(Point-per-instance localization data)
::::::::::
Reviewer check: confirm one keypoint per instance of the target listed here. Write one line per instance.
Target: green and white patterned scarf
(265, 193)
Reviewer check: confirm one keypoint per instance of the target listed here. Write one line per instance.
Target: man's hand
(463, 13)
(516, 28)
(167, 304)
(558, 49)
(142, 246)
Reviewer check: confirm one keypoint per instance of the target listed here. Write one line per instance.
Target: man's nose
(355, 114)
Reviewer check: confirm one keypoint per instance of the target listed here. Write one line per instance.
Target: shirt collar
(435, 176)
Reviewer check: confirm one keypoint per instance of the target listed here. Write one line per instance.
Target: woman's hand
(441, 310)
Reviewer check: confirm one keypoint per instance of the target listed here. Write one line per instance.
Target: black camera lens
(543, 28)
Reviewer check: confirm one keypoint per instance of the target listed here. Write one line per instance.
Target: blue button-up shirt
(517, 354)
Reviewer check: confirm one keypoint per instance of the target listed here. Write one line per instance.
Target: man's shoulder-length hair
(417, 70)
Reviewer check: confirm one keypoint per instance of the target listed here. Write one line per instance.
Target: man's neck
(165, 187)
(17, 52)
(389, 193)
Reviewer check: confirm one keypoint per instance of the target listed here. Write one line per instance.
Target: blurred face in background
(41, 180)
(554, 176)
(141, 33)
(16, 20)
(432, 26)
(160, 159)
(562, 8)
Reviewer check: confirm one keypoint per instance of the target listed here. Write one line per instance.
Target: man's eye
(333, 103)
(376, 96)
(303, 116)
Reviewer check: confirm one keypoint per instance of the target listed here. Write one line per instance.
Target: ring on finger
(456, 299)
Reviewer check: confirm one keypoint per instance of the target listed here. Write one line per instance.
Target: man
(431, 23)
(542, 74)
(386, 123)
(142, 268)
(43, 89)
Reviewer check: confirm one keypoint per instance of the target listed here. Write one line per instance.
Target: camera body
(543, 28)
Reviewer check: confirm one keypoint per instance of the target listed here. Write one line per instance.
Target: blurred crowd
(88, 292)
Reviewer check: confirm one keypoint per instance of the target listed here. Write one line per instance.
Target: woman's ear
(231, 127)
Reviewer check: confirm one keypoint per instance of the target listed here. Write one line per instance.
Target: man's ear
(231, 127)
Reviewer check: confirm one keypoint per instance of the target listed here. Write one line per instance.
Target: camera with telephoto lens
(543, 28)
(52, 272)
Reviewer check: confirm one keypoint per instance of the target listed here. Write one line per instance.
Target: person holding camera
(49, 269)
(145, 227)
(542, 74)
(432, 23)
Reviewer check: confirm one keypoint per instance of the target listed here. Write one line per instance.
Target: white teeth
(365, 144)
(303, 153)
::::::::::
TASK STATEMENT -
Exact copies of every record above are required.

TASK RESULT -
Reviewer check: confirm one keypoint per instance of the target listed here. Write one line per instance.
Target: green and white patterned scarf
(265, 193)
Reviewer check: confirm one keypoint per instance of the target listed here. Write one line per instance.
Target: man's hand
(463, 13)
(516, 28)
(167, 304)
(558, 49)
(142, 246)
Reviewer check: confirm one keypoint per instance of the target listed here. Write one line per instance.
Target: man's nose
(355, 114)
Reviewer check: confirm one keypoint per instance of the target listed here. Write one line per instance.
Target: shirt collar
(435, 176)
Reviewer check: confirm one keypoint per instance of the target listed here. Write one line per instance.
Target: woman's hand
(441, 310)
Reviewer check: confirm one keypoint per instance of the target listed here. Write one line per instance.
Target: black camera lens
(543, 28)
Reviewer check: confirm one keypoint per instance of the target listed here. Write one line per instance.
Target: blue button-up shirt
(517, 354)
Reviewer check: confirm one keypoint per instance of the target listed here. Write one line per instance.
Target: man's shoulder-length hair
(417, 70)
Reviewer check: confirm one keypoint per instance of the target listed here. Write one line per instance.
Target: man's neck
(165, 187)
(17, 52)
(389, 193)
Reviewer check: confirm one keypoint per instance of the target listed here. Write one line per instance.
Target: blurred face in background
(41, 180)
(554, 176)
(141, 33)
(16, 20)
(432, 26)
(160, 159)
(562, 8)
Reviewer check: confirm one keypoint per instance of the target listed here. Write one line per instance.
Target: man's eye
(333, 103)
(376, 96)
(303, 116)
Reviewer check: confirm one keypoint per instance of the target listed here. Write one line per instance.
Target: ring on finger
(456, 299)
Reviewer check: confirm one keypoint per instance of the target listed here. Write one line per instance.
Target: man
(431, 23)
(542, 74)
(386, 123)
(142, 268)
(43, 89)
Reviewer check: confirm one keypoint per instance of the target listed here. Write one line per instance.
Target: camera body
(543, 28)
Reviewer check: confirm one keypoint per instance of the target listed here. Write one line per instance.
Target: blurred crowd
(88, 292)
Reviewer check: confirm one keypoint per instance of the target listed here. Write one line per instance.
Target: woman's ear
(231, 127)
Reviewer check: confirm one keypoint per instance of the target listed here. Write one line per instance.
Target: man's ear
(231, 127)
Reviewer check: confirm one keypoint per instance of the target listed here. Write one line per instance.
Target: camera with telephoto lens
(543, 28)
(52, 272)
Reviewer check: confirm one keypoint per instance of the target listed here. Write one line per instance.
Target: person holding camera
(49, 269)
(145, 227)
(542, 74)
(432, 23)
Reviewer check: confirm one keypoint per instance of the target listed here. Write one line per instance.
Target: white teeth
(365, 144)
(303, 153)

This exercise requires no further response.